# DOCUMENTTEKST
***

Betekenis p-, a-, Rir- en Rar-waarde

Onbekend maakt onbemind, maar bekend maakt bemind

Binnen verschillende toetstechnische professionaliseringstrajecten blijkt dat als het onderwerp toets- en itemanalyse aan de orde komt het merendeel van de betrokkenen aangeeft dat ze daar niets of heel weinig aan doen, zelfs al zijn toets- en itemindices beschikbaar. Vooral de toetsresultaten zijn belangrijk en als die naar tevredenheid zijn, dan is daarmee de analyse vaak voltooid. Zijn de resultaten niet tevreden, dan wordt soms aan de cesuur gesleuteld en dat eigenlijk zonder kennis van zaken. De reden is dat er een zekere angst bestaat en onwetendheid is ten aanzien van het tot stand komen van een cesuur en de toets- en itemindices. De indices zijn onbekend en de resultaten zijn gebaseerd op angstige complexe formules.

***

# RUWE VERMELDINGEN
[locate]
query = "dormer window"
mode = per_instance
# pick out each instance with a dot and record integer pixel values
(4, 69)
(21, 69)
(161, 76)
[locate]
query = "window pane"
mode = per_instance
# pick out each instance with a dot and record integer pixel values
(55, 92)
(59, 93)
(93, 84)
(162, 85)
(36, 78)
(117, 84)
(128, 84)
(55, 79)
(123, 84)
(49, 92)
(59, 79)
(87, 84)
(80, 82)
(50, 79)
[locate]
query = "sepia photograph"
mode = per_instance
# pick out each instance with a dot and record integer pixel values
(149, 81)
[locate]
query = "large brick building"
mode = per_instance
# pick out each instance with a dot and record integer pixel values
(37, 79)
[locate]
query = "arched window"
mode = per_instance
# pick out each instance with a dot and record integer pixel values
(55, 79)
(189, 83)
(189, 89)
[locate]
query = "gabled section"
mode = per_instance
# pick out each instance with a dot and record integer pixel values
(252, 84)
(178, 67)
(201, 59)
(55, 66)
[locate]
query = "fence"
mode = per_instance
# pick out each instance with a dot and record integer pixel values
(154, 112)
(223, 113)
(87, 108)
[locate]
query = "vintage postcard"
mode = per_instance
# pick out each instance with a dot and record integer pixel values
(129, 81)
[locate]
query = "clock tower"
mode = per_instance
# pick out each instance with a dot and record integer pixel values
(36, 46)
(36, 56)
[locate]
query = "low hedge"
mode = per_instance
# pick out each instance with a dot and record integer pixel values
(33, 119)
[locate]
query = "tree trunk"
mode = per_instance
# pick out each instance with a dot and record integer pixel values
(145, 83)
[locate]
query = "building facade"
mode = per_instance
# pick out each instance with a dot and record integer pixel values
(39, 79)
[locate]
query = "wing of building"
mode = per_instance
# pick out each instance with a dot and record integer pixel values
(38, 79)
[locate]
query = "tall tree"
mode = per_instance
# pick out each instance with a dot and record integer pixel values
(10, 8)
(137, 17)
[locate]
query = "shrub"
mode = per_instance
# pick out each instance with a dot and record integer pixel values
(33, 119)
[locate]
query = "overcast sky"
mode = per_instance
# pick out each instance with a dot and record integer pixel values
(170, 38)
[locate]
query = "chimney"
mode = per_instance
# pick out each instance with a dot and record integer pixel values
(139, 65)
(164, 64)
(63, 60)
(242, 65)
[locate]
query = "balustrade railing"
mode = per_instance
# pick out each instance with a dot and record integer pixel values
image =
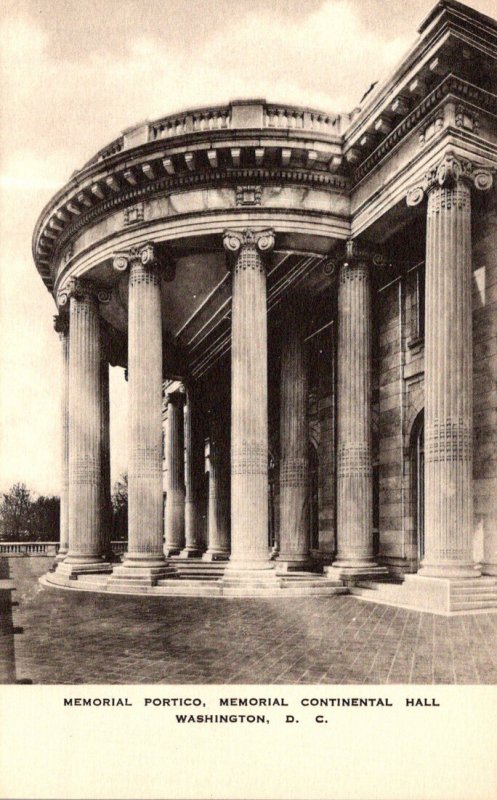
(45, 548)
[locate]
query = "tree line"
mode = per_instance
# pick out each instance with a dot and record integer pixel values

***

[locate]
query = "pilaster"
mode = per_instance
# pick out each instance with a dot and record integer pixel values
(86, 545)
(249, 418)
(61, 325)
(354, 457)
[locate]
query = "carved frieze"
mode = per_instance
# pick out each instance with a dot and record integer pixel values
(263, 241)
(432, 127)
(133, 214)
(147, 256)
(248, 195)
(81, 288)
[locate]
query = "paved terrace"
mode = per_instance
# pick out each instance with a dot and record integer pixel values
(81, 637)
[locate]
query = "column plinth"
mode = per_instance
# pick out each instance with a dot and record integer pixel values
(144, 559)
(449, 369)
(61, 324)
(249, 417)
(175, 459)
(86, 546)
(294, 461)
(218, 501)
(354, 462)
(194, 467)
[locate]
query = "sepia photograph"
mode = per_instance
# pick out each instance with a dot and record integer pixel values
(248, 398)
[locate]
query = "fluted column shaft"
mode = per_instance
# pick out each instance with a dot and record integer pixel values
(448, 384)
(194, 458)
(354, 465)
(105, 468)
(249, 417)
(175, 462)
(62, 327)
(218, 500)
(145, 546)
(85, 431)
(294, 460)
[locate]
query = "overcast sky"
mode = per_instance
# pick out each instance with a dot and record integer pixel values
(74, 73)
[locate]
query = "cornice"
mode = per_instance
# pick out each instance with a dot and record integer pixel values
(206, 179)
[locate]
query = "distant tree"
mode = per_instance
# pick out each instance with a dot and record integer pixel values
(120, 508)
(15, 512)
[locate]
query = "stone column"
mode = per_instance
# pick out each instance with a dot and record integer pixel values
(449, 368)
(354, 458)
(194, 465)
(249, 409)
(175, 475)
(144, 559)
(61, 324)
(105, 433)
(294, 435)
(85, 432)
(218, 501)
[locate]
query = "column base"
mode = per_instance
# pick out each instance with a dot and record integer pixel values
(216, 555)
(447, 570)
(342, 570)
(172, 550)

***

# UW OPDRACHT
Beantwoord de onderstaande vragen aan de hand van de tekst over toets- en itemanalyse.
1. Wat geeft het merendeel van de betrokkenen aan wanneer toets- en itemanalyse aan de orde komt?
2. Wat gebeurt er soms wanneer de toetsresultaten niet naar tevredenheid zijn?
3. Welke reden noemt de tekst voor deze gang van zaken?

# UITGEWERKTE OPLOSSING
1. Dat ze daar niets of heel weinig aan doen, zelfs als toets- en itemindices beschikbaar zijn.
2. Dan wordt aan de cesuur gesleuteld, eigenlijk zonder kennis van zaken.
3. Er bestaat een zekere angst en onwetendheid ten aanzien van het tot stand komen van een cesuur en de toets- en itemindices.